*** MATERIAL FOR THIS TASK ***

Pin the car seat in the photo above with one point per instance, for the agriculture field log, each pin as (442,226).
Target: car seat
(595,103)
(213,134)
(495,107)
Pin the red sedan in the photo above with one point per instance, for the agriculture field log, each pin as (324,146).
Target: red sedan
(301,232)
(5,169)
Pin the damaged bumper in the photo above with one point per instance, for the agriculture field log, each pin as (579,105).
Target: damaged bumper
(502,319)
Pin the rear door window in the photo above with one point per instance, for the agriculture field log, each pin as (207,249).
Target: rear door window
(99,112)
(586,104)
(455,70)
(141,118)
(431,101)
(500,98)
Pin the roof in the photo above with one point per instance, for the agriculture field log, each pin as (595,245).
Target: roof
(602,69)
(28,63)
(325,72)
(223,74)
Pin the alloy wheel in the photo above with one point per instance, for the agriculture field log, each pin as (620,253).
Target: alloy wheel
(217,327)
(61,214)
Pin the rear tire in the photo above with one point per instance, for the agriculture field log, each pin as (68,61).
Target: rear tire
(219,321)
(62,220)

*** End of MATERIAL FOR THIS TASK ***

# WHAT THE EXERCISE ASKS
Restate word for word the entries above, starting at the line with "Pin the red" and ending at the line with "Pin the alloy", inclusive, and no others.

# PROBLEM SOLUTION
Pin the red sedan in the photo above with one point per instance, for the agriculture field log, each pin as (324,146).
Target: red sedan
(301,232)
(5,169)
Pin the damaged bumper in the photo above with one point per instance, for the agriculture field log, each pin as (579,105).
Target: damaged bumper
(502,319)
Pin the rear door window in the photo above with one point per instance, for the agriculture field log, each pin as (207,249).
Target: rear door window
(99,112)
(586,104)
(455,70)
(141,118)
(431,101)
(500,98)
Pin the roof in the photo above with one point per instance, for the agriculture field log, each pin as (595,245).
Target: roof
(602,69)
(28,63)
(325,72)
(223,74)
Pin the alloy wheel in the photo above with one point per instance, for the agriculture field log, each pin as (620,253).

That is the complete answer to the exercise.